[Data extracted from a collection]
□ □ □ □

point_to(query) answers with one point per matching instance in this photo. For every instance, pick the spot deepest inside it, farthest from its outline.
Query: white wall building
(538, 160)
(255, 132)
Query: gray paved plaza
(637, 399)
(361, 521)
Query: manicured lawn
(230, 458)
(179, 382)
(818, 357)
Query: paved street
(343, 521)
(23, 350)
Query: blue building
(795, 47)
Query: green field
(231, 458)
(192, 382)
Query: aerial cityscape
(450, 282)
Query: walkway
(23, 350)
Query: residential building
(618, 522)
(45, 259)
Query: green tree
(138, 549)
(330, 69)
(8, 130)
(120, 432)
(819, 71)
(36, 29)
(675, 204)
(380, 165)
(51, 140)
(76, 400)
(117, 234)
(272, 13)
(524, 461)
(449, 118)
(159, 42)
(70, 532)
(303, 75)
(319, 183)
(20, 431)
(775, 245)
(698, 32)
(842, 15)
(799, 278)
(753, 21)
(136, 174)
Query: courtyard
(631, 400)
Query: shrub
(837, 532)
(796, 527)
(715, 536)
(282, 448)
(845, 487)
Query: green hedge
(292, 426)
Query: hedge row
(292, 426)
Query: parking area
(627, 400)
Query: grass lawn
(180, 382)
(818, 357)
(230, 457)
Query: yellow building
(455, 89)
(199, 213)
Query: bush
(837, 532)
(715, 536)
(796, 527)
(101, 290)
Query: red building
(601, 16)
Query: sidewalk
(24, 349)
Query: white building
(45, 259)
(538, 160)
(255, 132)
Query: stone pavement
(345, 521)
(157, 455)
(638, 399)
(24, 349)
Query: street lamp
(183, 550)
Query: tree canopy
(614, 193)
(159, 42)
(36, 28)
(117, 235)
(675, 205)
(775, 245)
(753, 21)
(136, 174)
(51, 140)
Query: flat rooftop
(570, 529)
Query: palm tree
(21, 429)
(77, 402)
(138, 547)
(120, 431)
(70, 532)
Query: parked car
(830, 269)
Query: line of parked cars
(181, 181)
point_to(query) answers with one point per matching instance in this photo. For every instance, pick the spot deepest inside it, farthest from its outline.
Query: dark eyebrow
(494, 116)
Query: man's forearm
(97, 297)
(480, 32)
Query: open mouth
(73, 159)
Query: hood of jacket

□ □ □ □

■ WORK REQUEST:
The lines from the one holding "Query: blue building" to the last line of the entries, both included: retype them exactly and give nothing else.

■ RESPONSE AREA:
Query: blue building
(795, 47)
Query: green field
(231, 458)
(192, 382)
Query: aerial cityscape
(450, 282)
Query: walkway
(23, 350)
Query: residential building
(618, 522)
(45, 259)
Query: green tree
(138, 549)
(330, 69)
(8, 130)
(120, 432)
(819, 71)
(36, 29)
(675, 204)
(380, 165)
(51, 140)
(76, 400)
(117, 234)
(272, 13)
(524, 461)
(449, 118)
(159, 42)
(70, 532)
(303, 75)
(319, 183)
(20, 431)
(775, 245)
(698, 32)
(842, 15)
(799, 278)
(753, 21)
(136, 174)
Query: courtyard
(631, 400)
Query: shrub
(837, 532)
(796, 527)
(715, 536)
(282, 448)
(845, 487)
Query: green hedge
(292, 426)
Query: hedge row
(292, 426)
Query: parking area
(627, 400)
Query: grass lawn
(180, 382)
(818, 357)
(230, 457)
Query: yellow building
(455, 89)
(199, 213)
Query: bush
(837, 532)
(715, 536)
(796, 527)
(101, 290)
Query: red building
(601, 16)
Query: sidewalk
(24, 349)
Query: white building
(45, 259)
(538, 160)
(255, 132)
Query: stone pavement
(345, 521)
(157, 455)
(638, 399)
(24, 349)
Query: street lamp
(183, 550)
Query: tree canopy
(614, 193)
(159, 42)
(36, 28)
(117, 235)
(675, 205)
(775, 245)
(753, 21)
(136, 174)
(51, 140)
Query: flat rooftop
(570, 529)
Query: palm tree
(21, 429)
(77, 402)
(138, 547)
(120, 431)
(70, 532)
Query: parked car
(830, 269)
Query: line of parked cars
(181, 181)
point_to(query) answers with one point per matching instance in this photo. For every instance, pick the spot deepest inside it, farthest from its outline.
Query: dark eyebrow
(494, 116)
Query: man's forearm
(97, 297)
(480, 32)
Query: open mouth
(73, 159)
Query: hood of jacket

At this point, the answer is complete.